To be done:
1 > Reproduce the backup-manifest message from "On Mon, Mar" up to and including "(he->end < startptr)".
2 > In the backup-manifest message, what reason is given for why computing the WAL range information during the base backup would not be hard? Answer in one to three sentences.

--- Begin Extract provided ---

On Mon, Mar 30, 2020 at 2:59 PM Andres Freund <andres@anarazel.de> wrote:
> I think it wouldn't be too hard to compute that information while taking
> the base backup. We know the end timeline (ThisTimeLineID), so we can
> just call readTimeLineHistory(ThisTimeLineID). Which should then allow
> for something pretty trivial along the lines of
>
> timelines = readTimeLineHistory(ThisTimeLineID);
> last_start = InvalidXLogRecPtr;
> foreach(lc, timelines)
> {
> TimeLineHistoryEntry *he = lfirst(lc);
>
> if (he->end < startptr)
> continue;
>
> //
> manifest_emit_wal_range(Min(he->begin, startptr), he->end);
> last_start = he->end;
> }
>
> if (last_start == InvalidXlogRecPtr)
> start = startptr;
> else
> start = last_start;
>
> manifest_emit_wal_range(start, entptr);
I made an attempt to implement this. In the attached patch set, 0001
and 0002 are (I think) unmodified from the last version. 0003 is a
slightly-rejiggered version of your new pg_waldump option. 0004 whacks
0002 around so that the WAL ranges are included in the manifest and
pg_validatebackup tries to run pg_waldump for each WAL range. It
appears to work in light testing, but I haven't yet (1) tested it
extensively, (2) written good regression tests for it above and beyond
what pg_validatebackup had already, or (3) updated the documentation.

--- End Extract provided ---
--- Begin Given data ---

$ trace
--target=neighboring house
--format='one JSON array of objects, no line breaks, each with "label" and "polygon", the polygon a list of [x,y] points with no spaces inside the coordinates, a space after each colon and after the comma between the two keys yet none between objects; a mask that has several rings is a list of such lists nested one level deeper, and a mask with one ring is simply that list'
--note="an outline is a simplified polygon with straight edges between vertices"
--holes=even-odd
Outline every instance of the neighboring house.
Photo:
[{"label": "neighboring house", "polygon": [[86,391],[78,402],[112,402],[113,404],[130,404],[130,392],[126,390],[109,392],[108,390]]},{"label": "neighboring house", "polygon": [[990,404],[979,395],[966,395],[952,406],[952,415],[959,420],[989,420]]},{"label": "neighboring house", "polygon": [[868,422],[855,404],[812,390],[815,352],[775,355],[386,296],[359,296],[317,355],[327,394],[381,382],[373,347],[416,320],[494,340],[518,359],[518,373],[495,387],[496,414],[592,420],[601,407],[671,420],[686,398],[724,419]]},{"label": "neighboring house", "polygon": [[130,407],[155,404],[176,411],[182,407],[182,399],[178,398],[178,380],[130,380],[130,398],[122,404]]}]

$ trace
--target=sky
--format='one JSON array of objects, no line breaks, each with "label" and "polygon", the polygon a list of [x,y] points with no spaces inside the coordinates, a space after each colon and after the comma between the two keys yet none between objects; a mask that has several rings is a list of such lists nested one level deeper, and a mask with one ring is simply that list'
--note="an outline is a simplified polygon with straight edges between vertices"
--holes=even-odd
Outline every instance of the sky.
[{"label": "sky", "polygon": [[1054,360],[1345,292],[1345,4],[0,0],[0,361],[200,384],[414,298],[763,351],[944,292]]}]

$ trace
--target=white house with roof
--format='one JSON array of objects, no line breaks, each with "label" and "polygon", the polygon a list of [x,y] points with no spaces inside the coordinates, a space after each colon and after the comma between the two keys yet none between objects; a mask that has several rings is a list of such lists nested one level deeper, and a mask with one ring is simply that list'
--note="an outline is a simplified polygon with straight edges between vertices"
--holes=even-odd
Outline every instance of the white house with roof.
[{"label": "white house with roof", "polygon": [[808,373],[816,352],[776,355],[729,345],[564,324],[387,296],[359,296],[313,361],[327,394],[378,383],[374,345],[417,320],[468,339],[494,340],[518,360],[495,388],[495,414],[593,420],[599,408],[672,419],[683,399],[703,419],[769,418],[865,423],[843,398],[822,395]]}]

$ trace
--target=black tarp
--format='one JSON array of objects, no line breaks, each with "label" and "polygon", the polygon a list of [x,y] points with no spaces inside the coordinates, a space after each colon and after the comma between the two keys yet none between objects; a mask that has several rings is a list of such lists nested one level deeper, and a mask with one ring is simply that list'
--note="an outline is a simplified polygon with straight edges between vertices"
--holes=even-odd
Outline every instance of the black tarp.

--- End Given data ---

Solutions for each task:
1 >
On Mon, Mar 30, 2020 at 2:59 PM Andres Freund <andres@anarazel.de> wrote:
> I think it wouldn't be too hard to compute that information while taking
> the base backup. We know the end timeline (ThisTimeLineID), so we can
> just call readTimeLineHistory(ThisTimeLineID). Which should then allow
> for something pretty trivial along the lines of
>
> timelines = readTimeLineHistory(ThisTimeLineID);
> last_start = InvalidXLogRecPtr;
> foreach(lc, timelines)
> {
> TimeLineHistoryEntry *he = lfirst(lc);
>
> if (he->end < startptr)

2 > The end timeline (ThisTimeLineID) is already known, so readTimeLineHistory(ThisTimeLineID) can be called directly. That timeline history then allows a fairly trivial loop that emits the WAL ranges.